Data to process:
━━━━
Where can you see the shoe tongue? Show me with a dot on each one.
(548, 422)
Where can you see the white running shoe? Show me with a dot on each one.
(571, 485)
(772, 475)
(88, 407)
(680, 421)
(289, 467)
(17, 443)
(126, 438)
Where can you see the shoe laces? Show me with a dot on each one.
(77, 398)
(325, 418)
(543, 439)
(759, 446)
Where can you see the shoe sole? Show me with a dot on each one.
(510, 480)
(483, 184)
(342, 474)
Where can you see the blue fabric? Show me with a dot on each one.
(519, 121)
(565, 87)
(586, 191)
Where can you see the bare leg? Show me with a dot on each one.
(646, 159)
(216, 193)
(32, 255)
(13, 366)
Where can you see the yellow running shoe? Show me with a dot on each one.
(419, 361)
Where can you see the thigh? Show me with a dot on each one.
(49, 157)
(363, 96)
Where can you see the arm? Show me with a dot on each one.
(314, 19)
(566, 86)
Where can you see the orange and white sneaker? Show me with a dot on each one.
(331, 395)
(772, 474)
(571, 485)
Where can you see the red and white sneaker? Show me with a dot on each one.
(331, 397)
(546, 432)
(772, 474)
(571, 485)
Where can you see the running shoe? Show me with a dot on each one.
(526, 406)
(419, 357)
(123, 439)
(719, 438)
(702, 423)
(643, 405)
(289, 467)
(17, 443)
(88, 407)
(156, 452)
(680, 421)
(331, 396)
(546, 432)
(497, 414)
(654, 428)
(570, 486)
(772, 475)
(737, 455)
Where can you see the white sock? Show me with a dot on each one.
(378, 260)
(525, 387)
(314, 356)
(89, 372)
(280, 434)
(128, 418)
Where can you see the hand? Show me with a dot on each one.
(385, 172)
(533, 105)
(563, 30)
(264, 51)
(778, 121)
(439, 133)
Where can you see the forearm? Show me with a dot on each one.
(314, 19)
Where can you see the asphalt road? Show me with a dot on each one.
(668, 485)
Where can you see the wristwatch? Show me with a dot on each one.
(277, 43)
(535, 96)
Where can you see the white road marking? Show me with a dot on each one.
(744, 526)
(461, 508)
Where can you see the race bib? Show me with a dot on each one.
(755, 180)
━━━━
What is required: Transcribe all the entries, keeping each one exactly as it is.

In response:
Where can you see the shoe tongue? Show me with a dot on each one.
(548, 422)
Where can you see the white running shoe? Show me with a dot on each one.
(571, 485)
(772, 475)
(88, 407)
(680, 421)
(289, 467)
(17, 443)
(126, 438)
Where can you see the shoe laces? Show me with a dot on each one.
(77, 398)
(325, 418)
(543, 439)
(759, 446)
Where can you see the shoe sole? Show me with a dot on each one.
(510, 480)
(483, 184)
(342, 474)
Where can you see the blue fabric? Show me with a dot on each one.
(519, 121)
(565, 87)
(586, 191)
Where can you see the bare leg? Show me with a dot on each one.
(646, 159)
(216, 193)
(32, 255)
(13, 366)
Where can you see the yellow running shoe? Show me with a dot on each one.
(419, 361)
Where can you see the thigh? Show me with a dot on each one.
(49, 157)
(363, 96)
Where can you see the arm? Show me with a dot on each one.
(314, 19)
(566, 86)
Where can you see the orange and white sneaker? Show me with a dot on each one.
(331, 395)
(772, 474)
(571, 485)
Where can you see the red and white sneaker? Show me with a dot on each one.
(331, 397)
(546, 432)
(772, 474)
(571, 485)
Where can you see the running shoe? Show me with a dot on each one.
(526, 406)
(419, 357)
(123, 439)
(719, 438)
(702, 423)
(643, 405)
(289, 467)
(17, 443)
(88, 407)
(156, 452)
(680, 421)
(331, 396)
(546, 432)
(497, 414)
(654, 428)
(570, 486)
(772, 475)
(737, 455)
Where can you see the white sock? Show me with a dot on each one.
(378, 260)
(525, 387)
(314, 356)
(89, 372)
(280, 434)
(128, 418)
Where can you see the hand? Show me with a dot on each one.
(385, 172)
(533, 105)
(563, 30)
(264, 51)
(778, 121)
(439, 133)
Where can you see the forearm? Show me with a dot on each one.
(314, 19)
Where can you see the asphalt road? Show me with a dot on each one.
(668, 485)
Where can you see the wristwatch? Show me with a dot on each one.
(277, 43)
(535, 96)
Where can you see the white road marking? Show me with a dot on each one.
(744, 526)
(461, 508)
Where can you see the race bib? Show me with a dot on each one.
(755, 180)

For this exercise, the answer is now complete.